Pull out every line of the entries that contains the word "dress", matching case exactly.

—————

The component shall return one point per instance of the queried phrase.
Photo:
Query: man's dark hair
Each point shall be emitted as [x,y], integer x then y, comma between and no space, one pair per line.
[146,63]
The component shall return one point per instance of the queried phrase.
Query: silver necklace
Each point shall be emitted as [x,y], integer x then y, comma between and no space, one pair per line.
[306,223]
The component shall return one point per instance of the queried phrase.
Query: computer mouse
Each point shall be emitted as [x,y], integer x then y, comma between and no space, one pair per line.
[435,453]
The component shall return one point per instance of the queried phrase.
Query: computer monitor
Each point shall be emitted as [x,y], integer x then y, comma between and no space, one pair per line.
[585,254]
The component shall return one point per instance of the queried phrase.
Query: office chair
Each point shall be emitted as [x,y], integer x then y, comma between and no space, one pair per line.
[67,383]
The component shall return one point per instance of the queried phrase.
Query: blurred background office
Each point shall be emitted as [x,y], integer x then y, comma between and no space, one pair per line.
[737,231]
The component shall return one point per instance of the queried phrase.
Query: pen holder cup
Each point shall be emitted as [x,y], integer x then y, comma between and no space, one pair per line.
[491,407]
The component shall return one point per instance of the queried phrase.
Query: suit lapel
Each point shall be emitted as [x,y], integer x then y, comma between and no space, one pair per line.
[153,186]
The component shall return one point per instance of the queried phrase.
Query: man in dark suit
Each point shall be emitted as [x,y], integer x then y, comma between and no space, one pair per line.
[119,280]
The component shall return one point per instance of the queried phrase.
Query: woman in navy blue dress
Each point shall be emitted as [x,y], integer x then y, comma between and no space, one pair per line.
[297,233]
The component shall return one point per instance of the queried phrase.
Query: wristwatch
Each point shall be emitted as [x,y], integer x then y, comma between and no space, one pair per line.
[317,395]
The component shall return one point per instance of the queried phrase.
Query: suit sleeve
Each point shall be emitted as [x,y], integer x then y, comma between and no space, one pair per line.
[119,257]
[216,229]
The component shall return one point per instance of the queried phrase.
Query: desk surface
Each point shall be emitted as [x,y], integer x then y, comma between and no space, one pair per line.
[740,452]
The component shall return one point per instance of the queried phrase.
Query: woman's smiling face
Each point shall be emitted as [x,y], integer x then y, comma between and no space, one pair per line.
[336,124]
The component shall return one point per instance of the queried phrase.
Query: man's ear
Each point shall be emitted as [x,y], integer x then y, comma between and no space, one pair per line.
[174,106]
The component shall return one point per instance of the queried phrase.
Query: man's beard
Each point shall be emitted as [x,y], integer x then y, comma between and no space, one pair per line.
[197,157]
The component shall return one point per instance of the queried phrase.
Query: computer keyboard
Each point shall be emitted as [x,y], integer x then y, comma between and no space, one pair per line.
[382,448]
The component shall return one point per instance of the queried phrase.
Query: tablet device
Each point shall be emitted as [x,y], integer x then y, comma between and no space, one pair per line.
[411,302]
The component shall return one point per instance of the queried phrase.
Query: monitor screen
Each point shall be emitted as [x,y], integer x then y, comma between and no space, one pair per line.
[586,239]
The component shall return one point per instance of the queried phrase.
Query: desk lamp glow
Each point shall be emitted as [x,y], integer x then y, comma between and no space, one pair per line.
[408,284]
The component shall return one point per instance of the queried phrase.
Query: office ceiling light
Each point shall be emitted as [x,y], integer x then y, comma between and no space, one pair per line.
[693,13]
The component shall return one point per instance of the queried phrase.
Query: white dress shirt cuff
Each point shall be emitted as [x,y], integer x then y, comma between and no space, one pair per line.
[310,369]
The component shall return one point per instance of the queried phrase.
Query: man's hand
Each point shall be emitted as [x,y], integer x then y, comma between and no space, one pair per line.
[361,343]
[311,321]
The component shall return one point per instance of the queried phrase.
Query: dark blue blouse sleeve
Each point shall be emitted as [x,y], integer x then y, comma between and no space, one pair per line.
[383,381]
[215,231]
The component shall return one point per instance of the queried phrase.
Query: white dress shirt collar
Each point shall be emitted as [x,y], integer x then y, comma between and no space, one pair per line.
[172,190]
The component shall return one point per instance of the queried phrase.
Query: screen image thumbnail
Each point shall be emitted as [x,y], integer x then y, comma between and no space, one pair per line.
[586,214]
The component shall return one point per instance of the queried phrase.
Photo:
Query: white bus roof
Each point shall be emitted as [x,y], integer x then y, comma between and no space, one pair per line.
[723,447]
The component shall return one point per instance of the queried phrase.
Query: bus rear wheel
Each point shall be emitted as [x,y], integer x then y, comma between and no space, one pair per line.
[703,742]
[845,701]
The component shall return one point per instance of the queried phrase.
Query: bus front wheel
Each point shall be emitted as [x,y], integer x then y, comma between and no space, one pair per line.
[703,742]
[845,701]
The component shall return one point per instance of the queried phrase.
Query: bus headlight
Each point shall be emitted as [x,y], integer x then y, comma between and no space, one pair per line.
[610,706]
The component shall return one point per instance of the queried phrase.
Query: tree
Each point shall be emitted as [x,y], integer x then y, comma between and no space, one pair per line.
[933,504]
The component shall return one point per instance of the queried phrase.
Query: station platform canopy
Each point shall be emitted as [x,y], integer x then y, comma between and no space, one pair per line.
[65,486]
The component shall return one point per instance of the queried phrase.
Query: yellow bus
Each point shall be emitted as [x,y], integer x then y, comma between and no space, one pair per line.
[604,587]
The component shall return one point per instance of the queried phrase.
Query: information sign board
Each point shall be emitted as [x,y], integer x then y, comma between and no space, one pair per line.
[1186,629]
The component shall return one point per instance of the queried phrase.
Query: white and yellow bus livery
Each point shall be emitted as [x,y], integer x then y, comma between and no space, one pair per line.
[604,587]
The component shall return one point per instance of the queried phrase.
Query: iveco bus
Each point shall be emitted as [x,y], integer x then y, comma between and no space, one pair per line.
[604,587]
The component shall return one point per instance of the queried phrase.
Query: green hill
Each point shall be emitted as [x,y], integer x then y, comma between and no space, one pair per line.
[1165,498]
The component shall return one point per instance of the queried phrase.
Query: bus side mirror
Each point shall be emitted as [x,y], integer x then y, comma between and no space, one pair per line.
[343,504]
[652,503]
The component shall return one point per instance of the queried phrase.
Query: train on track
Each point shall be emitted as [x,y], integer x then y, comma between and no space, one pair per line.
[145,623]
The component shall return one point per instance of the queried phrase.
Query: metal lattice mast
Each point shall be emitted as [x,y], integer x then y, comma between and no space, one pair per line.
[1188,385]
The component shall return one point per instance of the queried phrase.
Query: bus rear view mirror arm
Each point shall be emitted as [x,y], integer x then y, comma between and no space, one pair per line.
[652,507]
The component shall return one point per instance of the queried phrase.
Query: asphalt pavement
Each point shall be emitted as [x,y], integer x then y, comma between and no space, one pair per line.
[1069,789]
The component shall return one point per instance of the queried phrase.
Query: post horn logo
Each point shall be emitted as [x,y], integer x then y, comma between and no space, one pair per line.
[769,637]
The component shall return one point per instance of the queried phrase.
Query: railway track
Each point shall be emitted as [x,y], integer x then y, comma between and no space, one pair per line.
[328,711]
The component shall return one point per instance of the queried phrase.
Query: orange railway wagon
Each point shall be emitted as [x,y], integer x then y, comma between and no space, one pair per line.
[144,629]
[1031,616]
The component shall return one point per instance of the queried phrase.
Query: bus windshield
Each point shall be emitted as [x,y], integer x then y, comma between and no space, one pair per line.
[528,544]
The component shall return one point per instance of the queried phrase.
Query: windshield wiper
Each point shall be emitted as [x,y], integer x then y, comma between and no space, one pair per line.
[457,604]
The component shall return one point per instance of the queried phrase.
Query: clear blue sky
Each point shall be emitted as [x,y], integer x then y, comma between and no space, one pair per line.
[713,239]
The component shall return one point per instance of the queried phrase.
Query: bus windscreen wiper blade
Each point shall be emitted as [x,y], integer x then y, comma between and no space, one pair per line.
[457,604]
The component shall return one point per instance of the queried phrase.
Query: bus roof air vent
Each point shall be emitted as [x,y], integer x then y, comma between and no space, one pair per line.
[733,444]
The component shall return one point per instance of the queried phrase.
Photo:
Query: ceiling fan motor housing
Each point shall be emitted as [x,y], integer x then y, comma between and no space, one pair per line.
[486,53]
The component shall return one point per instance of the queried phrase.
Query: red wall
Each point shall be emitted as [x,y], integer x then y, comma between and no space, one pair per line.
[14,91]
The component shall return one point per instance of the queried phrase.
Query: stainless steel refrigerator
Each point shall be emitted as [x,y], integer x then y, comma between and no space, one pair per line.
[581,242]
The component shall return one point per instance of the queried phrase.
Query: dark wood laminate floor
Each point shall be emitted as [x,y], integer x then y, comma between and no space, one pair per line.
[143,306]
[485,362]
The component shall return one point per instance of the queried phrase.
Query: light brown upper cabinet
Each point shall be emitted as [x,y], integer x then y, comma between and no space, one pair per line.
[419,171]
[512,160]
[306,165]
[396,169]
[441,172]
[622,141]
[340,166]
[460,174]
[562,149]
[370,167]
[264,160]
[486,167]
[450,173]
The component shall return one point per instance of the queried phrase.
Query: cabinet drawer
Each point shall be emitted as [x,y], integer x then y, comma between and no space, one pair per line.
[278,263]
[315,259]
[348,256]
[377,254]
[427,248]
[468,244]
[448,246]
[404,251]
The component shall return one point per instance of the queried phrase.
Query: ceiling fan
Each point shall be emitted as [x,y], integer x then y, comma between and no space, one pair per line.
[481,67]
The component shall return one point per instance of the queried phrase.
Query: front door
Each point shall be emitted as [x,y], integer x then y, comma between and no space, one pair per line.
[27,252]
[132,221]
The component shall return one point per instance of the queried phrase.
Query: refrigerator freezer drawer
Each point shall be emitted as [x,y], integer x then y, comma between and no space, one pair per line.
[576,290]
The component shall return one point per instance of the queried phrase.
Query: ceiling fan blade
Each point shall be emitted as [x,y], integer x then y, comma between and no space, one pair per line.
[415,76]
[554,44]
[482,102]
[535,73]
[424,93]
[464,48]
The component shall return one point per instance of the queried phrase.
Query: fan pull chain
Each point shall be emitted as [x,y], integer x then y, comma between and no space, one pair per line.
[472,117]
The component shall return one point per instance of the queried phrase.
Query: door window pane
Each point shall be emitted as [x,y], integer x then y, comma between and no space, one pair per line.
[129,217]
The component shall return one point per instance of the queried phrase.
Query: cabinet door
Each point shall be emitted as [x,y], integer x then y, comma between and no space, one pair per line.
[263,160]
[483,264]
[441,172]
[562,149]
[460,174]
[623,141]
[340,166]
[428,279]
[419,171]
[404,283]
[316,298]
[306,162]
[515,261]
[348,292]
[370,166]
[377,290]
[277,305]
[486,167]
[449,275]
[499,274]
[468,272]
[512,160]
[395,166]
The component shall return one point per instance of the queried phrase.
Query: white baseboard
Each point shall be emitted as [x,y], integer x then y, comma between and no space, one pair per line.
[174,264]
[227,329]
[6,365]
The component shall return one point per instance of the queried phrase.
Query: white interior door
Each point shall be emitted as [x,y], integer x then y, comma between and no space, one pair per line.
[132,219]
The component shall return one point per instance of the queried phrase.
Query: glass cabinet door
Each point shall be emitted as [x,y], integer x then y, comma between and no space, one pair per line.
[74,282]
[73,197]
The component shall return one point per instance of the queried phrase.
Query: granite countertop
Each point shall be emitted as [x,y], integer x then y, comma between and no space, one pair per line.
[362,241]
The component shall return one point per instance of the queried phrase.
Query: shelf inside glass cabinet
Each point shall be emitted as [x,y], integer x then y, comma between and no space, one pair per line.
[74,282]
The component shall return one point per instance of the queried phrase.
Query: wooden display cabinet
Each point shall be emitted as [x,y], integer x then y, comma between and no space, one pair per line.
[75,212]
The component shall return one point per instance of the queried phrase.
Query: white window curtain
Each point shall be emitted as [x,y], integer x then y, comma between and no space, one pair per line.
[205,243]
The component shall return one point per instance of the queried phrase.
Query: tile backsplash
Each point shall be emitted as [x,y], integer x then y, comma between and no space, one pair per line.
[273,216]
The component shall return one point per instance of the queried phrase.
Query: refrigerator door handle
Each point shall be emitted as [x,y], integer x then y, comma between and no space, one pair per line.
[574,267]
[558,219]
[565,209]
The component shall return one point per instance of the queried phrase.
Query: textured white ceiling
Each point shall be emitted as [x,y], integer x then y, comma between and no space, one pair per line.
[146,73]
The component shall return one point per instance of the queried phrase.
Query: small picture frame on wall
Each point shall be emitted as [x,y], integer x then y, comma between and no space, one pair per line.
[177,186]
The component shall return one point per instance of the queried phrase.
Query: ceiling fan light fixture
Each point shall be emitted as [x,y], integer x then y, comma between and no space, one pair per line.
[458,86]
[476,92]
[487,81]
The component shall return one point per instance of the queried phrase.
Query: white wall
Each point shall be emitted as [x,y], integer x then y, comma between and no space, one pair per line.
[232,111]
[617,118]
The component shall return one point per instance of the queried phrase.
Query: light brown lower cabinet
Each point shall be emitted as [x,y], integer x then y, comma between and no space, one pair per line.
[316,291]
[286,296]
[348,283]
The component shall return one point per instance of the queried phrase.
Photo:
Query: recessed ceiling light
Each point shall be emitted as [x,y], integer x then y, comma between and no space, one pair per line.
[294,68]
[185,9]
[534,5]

—————

◆ **WRITTEN RESPONSE**
Query: woman in navy blue dress
Query: white dress shirt cuff
Query: white dress shirt collar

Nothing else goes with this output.